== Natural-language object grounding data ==

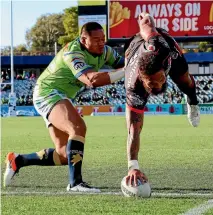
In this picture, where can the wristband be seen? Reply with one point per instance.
(116, 75)
(133, 164)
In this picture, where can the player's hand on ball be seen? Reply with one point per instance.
(134, 175)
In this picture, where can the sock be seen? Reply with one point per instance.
(46, 157)
(190, 92)
(75, 151)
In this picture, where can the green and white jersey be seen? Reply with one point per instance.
(70, 63)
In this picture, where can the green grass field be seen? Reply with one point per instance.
(176, 157)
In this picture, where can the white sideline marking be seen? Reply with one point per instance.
(154, 194)
(200, 209)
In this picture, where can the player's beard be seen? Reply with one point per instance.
(156, 91)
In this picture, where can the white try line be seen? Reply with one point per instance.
(154, 194)
(200, 209)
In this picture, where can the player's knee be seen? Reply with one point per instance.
(78, 128)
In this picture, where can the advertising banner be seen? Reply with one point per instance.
(91, 3)
(179, 18)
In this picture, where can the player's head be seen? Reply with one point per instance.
(93, 37)
(154, 63)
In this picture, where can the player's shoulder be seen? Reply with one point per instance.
(132, 40)
(74, 47)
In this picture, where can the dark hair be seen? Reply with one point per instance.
(91, 26)
(153, 55)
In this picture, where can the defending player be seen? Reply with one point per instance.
(151, 55)
(74, 66)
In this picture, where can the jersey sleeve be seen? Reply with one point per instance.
(75, 60)
(112, 58)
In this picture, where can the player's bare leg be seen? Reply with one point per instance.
(65, 117)
(134, 122)
(187, 85)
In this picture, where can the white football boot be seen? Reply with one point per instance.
(82, 187)
(11, 168)
(193, 114)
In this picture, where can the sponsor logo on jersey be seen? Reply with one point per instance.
(78, 64)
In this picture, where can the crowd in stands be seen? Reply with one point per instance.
(111, 94)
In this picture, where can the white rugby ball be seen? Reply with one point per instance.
(142, 190)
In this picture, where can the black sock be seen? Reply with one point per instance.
(46, 157)
(190, 92)
(75, 151)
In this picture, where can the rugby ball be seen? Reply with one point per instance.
(142, 190)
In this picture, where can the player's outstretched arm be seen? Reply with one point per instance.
(98, 79)
(134, 126)
(147, 26)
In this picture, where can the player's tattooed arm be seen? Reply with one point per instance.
(134, 125)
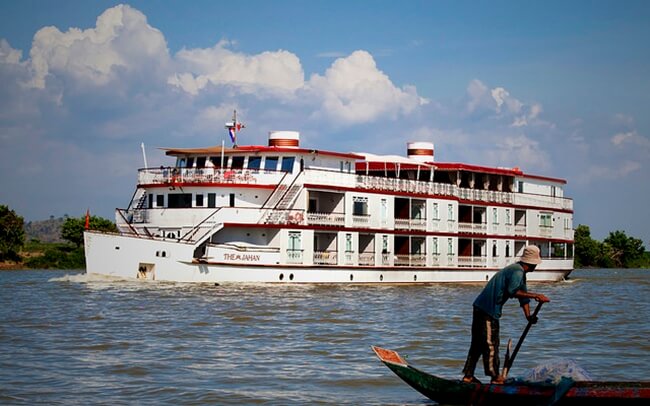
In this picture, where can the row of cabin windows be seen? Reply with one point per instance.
(269, 163)
(184, 200)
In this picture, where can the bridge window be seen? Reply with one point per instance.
(271, 163)
(179, 200)
(287, 163)
(254, 162)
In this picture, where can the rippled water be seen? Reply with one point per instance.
(69, 338)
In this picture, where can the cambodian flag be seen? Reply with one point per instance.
(233, 134)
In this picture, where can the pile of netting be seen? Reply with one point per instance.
(554, 370)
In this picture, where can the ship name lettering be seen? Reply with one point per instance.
(241, 257)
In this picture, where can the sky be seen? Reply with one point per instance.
(556, 88)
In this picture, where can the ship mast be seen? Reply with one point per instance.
(233, 128)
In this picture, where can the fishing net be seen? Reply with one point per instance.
(553, 371)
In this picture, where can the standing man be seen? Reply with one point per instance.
(508, 282)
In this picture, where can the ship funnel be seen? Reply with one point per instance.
(284, 139)
(420, 151)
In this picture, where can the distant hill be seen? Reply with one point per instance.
(45, 230)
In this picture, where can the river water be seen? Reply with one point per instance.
(71, 338)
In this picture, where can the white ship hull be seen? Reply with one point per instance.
(124, 257)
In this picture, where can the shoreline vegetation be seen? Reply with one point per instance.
(57, 244)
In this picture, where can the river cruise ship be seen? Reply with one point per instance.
(283, 213)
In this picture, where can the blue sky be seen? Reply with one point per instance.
(557, 88)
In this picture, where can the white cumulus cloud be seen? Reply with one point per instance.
(354, 90)
(121, 39)
(279, 72)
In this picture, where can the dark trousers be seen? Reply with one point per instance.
(485, 342)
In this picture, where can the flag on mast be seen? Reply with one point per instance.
(87, 225)
(233, 127)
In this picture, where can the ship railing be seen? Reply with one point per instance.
(410, 260)
(545, 231)
(284, 217)
(520, 230)
(294, 256)
(472, 261)
(325, 219)
(367, 259)
(348, 258)
(411, 224)
(476, 228)
(173, 175)
(325, 258)
(529, 199)
(361, 220)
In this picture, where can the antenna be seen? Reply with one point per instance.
(233, 128)
(144, 155)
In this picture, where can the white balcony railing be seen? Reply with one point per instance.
(326, 219)
(411, 224)
(360, 220)
(325, 258)
(367, 259)
(410, 260)
(472, 262)
(476, 228)
(520, 229)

== Try it ==
Omit the pictures and reproduce the records above exactly.

== Exercise answer ==
In this picture, where can the wristband be seen? Reply with one point per instance.
(116, 75)
(133, 164)
In this picture, where can the player's hand on ball be seen? Reply with one point per instance.
(134, 175)
In this picture, where can the sock be seen? Reply with one point per instance.
(46, 157)
(190, 92)
(75, 151)
In this picture, where can the green and white jersey be seen? Reply with one point per instance.
(70, 63)
In this picture, where can the green grass field be seen? Reply with one point per instance.
(176, 157)
In this picture, where can the white sideline marking be seen? Reply with one point per instance.
(154, 194)
(200, 209)
In this picture, where can the player's beard be seen? Reply with one point per instance.
(156, 91)
In this picture, where can the white try line be seen? Reply with one point per instance.
(154, 194)
(200, 209)
In this picture, where can the player's knee be seen? Reply with one point per instance.
(78, 128)
In this picture, where can the advertising banner be seen? Reply with one point per instance.
(91, 3)
(179, 18)
In this picture, where can the player's head be seen? Reply with one point per instance.
(93, 37)
(154, 63)
In this picture, where can the player's shoulder be seen? Reply with one point per instance.
(132, 40)
(74, 47)
In this picture, where can the dark hair be seen? Reply with one point per instance.
(91, 26)
(153, 55)
In this picture, where can the defending player be seen? Reply with one point per instance.
(151, 55)
(74, 66)
In this picture, where can the jersey sleeve be seen? Reply with one point per instance.
(75, 60)
(112, 58)
In this picture, where can the player's bare leg be seen? Reply with one point per instance.
(65, 117)
(134, 122)
(187, 85)
In this picture, where can the white football boot be seen? Reply with one point per instance.
(82, 187)
(11, 168)
(193, 114)
In this picture, where can the sponsor logo on jersey be seen? Reply with one point per instance.
(78, 64)
In this picture, where can the crowd in stands be seen? Reply with one point per instance.
(111, 94)
In this picture, where can the white rugby ball be seen? Reply with one point per instance.
(142, 190)
In this picture, where can the black sock be seen? Reply with one point per instance.
(46, 157)
(190, 92)
(75, 151)
In this picture, where can the rugby ball be seen? Reply with one point per instance.
(142, 190)
In this picture, where can the player's outstretched arm be seen? Reply with one point per instance.
(98, 79)
(134, 126)
(147, 26)
In this picture, where can the player's tattooed arm be seen? Reply with one point per instance.
(134, 125)
In this picture, where can the row of cabin windows be seen? Reply with one point per instance.
(269, 163)
(184, 200)
In this picture, where can the bridge window be seen? Reply with one point per instance.
(271, 163)
(179, 200)
(287, 163)
(254, 162)
In this picture, where can the rippled water be seen? Reply with one point per instance.
(69, 338)
In this picture, where can the cambodian flag be seen? Reply with one point per instance.
(233, 134)
In this picture, where can the pile of netting be seen? Reply with one point per instance.
(554, 370)
In this picture, where can the ship name lettering be seen? Reply with one point per instance.
(241, 257)
In this picture, where can the sky be seen? Reply with one point per instance.
(556, 88)
In this picture, where can the ship mast be seen? Reply with one point per instance.
(233, 128)
In this picture, where can the fishing net be seen? Reply with one point per instance.
(553, 371)
In this picture, where can the standing man be seen? Reply with one point per instance.
(508, 282)
In this picture, where can the ship funnel be seen? Reply with one point per instance.
(284, 139)
(420, 151)
In this picture, where can the distant hill be seen? Reply with one point per instance.
(45, 230)
In this picture, where can the river water be seen? Reply with one point per instance.
(71, 338)
In this picture, where can the white ship hull be seen? Reply with one point per instance.
(124, 257)
In this picture, where can the shoreline vegetation be seen? Reply with one point per instance.
(57, 244)
In this picture, where can the river cruise ship be seen? Reply with one point per instance.
(283, 213)
In this picture, where can the blue sky be seen? Reply with one point per instance.
(557, 88)
In this picture, where can the white cumulus cloud be seen? Reply with one point per instance.
(354, 90)
(121, 39)
(279, 72)
In this picture, where can the dark trousers be seen? Reply with one point per instance.
(485, 342)
In this picture, where can the flag on mast be seen? Reply with one point per instance.
(87, 225)
(233, 127)
In this picture, where can the ship railing be seen? Reply with one point per instance.
(410, 260)
(545, 231)
(284, 217)
(520, 230)
(294, 256)
(472, 261)
(325, 219)
(367, 259)
(348, 258)
(411, 224)
(476, 228)
(173, 175)
(325, 258)
(529, 199)
(361, 220)
In this picture, where can the antenna be seen? Reply with one point per instance.
(233, 128)
(144, 155)
In this picture, where can the white balcony railing be seen? Reply with one point per instance.
(326, 219)
(411, 224)
(360, 220)
(325, 258)
(367, 259)
(410, 260)
(472, 262)
(476, 228)
(520, 229)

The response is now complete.